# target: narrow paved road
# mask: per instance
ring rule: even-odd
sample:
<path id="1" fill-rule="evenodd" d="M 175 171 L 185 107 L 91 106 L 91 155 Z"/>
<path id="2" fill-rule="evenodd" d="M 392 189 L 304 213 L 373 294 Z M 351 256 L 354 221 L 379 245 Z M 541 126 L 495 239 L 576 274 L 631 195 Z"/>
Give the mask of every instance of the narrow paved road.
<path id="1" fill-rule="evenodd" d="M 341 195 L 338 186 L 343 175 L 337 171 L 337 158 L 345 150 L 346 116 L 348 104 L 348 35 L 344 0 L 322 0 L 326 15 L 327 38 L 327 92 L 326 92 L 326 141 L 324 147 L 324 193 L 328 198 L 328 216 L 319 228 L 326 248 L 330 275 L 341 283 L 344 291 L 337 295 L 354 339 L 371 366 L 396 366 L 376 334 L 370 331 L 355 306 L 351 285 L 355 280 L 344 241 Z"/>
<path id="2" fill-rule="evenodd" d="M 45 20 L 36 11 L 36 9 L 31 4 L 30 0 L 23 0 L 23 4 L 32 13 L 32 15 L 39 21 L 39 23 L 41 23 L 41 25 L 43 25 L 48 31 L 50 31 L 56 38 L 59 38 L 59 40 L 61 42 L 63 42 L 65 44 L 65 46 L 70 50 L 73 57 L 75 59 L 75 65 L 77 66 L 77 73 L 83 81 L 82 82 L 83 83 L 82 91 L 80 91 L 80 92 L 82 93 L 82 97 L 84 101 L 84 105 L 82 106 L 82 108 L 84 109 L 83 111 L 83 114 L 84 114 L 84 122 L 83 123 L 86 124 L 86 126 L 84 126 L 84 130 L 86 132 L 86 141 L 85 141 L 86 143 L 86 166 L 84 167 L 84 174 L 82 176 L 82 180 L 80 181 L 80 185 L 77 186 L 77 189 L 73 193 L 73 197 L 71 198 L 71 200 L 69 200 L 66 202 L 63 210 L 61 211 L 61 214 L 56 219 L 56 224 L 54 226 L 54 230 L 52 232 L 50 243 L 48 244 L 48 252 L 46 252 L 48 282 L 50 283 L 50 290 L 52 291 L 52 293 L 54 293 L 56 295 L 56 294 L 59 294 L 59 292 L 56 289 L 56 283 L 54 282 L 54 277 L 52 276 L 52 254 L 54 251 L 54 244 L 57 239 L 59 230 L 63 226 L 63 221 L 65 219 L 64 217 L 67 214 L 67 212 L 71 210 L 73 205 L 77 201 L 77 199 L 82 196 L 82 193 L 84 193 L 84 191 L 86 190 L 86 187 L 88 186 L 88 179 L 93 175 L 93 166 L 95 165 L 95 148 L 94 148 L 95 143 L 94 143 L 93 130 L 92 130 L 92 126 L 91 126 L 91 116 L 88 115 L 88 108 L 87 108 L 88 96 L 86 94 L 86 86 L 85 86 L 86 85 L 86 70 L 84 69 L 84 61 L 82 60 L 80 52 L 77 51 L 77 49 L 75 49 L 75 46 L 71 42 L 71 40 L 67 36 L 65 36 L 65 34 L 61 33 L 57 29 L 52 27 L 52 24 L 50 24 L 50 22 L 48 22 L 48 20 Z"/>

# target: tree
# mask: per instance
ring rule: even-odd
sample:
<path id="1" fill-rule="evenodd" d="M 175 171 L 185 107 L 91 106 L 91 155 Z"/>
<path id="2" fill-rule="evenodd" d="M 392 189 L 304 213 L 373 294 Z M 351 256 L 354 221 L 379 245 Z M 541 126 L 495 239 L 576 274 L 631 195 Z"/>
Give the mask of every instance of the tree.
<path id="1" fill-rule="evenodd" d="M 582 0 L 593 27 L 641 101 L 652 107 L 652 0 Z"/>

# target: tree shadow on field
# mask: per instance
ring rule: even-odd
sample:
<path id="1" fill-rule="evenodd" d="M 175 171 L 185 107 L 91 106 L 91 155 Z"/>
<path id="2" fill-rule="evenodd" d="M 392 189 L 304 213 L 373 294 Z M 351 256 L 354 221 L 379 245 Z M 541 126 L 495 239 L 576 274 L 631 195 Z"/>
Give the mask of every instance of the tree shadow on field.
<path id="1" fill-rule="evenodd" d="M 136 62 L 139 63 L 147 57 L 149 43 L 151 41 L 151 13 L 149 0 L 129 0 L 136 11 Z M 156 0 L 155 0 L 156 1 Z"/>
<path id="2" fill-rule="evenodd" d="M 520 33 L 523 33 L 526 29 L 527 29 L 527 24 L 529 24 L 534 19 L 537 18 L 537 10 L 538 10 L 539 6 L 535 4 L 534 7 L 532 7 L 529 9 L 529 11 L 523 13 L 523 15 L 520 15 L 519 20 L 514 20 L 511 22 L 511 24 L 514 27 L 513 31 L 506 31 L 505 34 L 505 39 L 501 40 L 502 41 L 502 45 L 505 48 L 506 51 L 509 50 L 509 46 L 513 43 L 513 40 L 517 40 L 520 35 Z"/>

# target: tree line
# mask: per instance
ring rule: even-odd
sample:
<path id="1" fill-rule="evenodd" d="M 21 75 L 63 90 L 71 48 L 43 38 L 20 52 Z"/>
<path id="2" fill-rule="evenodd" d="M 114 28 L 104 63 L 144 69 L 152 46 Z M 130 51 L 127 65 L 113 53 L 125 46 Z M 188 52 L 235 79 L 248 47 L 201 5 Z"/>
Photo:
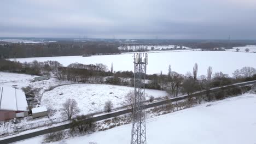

### [What needs to be done]
Reproduce all of the data above verbatim, but omit the picture.

### [Response to the task]
# target: narrow paved road
# mask: per instance
ring rule: even-odd
sample:
<path id="1" fill-rule="evenodd" d="M 175 171 L 185 107 L 91 106 L 91 155 Z"/>
<path id="2" fill-rule="evenodd" d="M 392 189 L 304 213 L 373 294 Z M 351 256 L 354 221 L 379 245 Z M 541 126 L 495 239 L 576 274 L 631 195 Z"/>
Give the mask of every instance of the narrow paved road.
<path id="1" fill-rule="evenodd" d="M 341 195 L 338 186 L 343 175 L 337 171 L 337 158 L 345 150 L 346 116 L 348 104 L 348 35 L 344 0 L 322 0 L 326 15 L 327 38 L 327 92 L 326 92 L 326 141 L 324 147 L 324 193 L 328 198 L 328 216 L 319 228 L 326 248 L 330 275 L 341 283 L 344 291 L 337 295 L 354 339 L 371 366 L 396 366 L 376 334 L 370 331 L 355 306 L 351 285 L 355 280 L 344 241 Z"/>
<path id="2" fill-rule="evenodd" d="M 45 20 L 36 11 L 36 9 L 31 4 L 30 0 L 23 0 L 23 4 L 32 13 L 32 15 L 39 21 L 39 23 L 41 23 L 41 25 L 43 25 L 48 31 L 50 31 L 56 38 L 59 38 L 59 40 L 61 42 L 63 42 L 65 44 L 65 46 L 70 50 L 73 57 L 75 59 L 75 65 L 77 66 L 77 73 L 83 81 L 82 82 L 83 83 L 82 91 L 80 91 L 80 92 L 82 93 L 82 97 L 84 101 L 84 105 L 82 106 L 82 108 L 84 109 L 83 111 L 83 114 L 84 114 L 84 122 L 83 123 L 86 124 L 86 126 L 84 126 L 84 130 L 86 132 L 86 141 L 85 141 L 86 143 L 86 166 L 84 167 L 84 174 L 82 176 L 82 180 L 80 181 L 80 185 L 77 186 L 77 189 L 73 193 L 73 197 L 71 198 L 71 200 L 69 200 L 66 202 L 63 210 L 61 211 L 61 214 L 56 219 L 56 224 L 54 226 L 54 230 L 52 232 L 50 243 L 48 244 L 48 252 L 46 252 L 48 282 L 50 283 L 50 290 L 52 291 L 52 293 L 54 293 L 56 295 L 56 294 L 59 294 L 59 292 L 56 289 L 56 283 L 54 282 L 54 277 L 52 276 L 52 254 L 54 251 L 54 244 L 57 239 L 59 230 L 63 226 L 63 221 L 65 219 L 64 217 L 67 214 L 67 212 L 71 210 L 73 205 L 77 201 L 77 199 L 82 196 L 82 193 L 84 193 L 84 191 L 86 190 L 86 187 L 88 186 L 88 179 L 93 175 L 93 166 L 95 165 L 95 148 L 94 148 L 95 143 L 94 143 L 93 130 L 92 130 L 92 126 L 91 126 L 91 116 L 88 115 L 88 108 L 87 108 L 88 96 L 86 94 L 86 86 L 85 86 L 86 85 L 86 70 L 84 69 L 84 61 L 82 60 L 80 52 L 77 51 L 77 49 L 75 49 L 75 46 L 71 42 L 71 40 L 67 36 L 65 36 L 65 34 L 61 33 L 57 29 L 52 27 L 52 24 L 50 24 L 50 22 L 48 22 L 48 20 Z"/>

# target: tree
# mask: per instance
ring rule: even-odd
sample:
<path id="1" fill-rule="evenodd" d="M 175 171 L 185 107 L 91 106 L 91 155 Z"/>
<path id="2" fill-rule="evenodd" d="M 392 189 L 304 213 L 373 294 Z M 351 256 L 354 221 L 379 245 Z M 541 126 L 495 239 L 576 274 L 631 195 Z"/>
Give the mask of every instance of the tree.
<path id="1" fill-rule="evenodd" d="M 582 0 L 593 27 L 641 101 L 652 107 L 652 0 Z"/>

# target: tree shadow on field
# mask: per instance
ring rule: even-odd
sample:
<path id="1" fill-rule="evenodd" d="M 175 171 L 185 107 L 91 106 L 91 155 Z"/>
<path id="2" fill-rule="evenodd" d="M 392 189 L 304 213 L 373 294 Z M 351 256 L 354 221 L 379 245 Z M 541 126 L 495 239 L 576 274 L 631 195 Z"/>
Give the mask of every instance of the tree shadow on field.
<path id="1" fill-rule="evenodd" d="M 136 62 L 139 63 L 147 57 L 149 43 L 151 41 L 151 13 L 149 0 L 129 0 L 136 11 Z M 156 0 L 155 0 L 156 1 Z"/>
<path id="2" fill-rule="evenodd" d="M 520 33 L 523 33 L 526 29 L 527 29 L 527 24 L 529 24 L 534 19 L 537 18 L 537 10 L 538 10 L 539 6 L 535 4 L 534 7 L 532 7 L 529 9 L 529 11 L 523 13 L 523 15 L 520 15 L 519 20 L 514 20 L 511 22 L 511 24 L 514 27 L 513 31 L 506 31 L 505 34 L 505 39 L 501 40 L 502 41 L 502 45 L 505 48 L 506 51 L 509 50 L 509 46 L 513 43 L 513 40 L 517 40 L 520 35 Z"/>

# target: tree line
# mask: per instance
ring rule: even-odd
sample:
<path id="1" fill-rule="evenodd" d="M 21 75 L 63 90 L 71 48 L 43 38 L 20 52 Z"/>
<path id="2" fill-rule="evenodd" d="M 114 28 L 104 63 L 144 69 L 152 46 Z M 130 51 L 127 65 L 113 53 L 125 46 Z M 188 52 L 235 79 L 248 47 L 201 5 Z"/>
Photo:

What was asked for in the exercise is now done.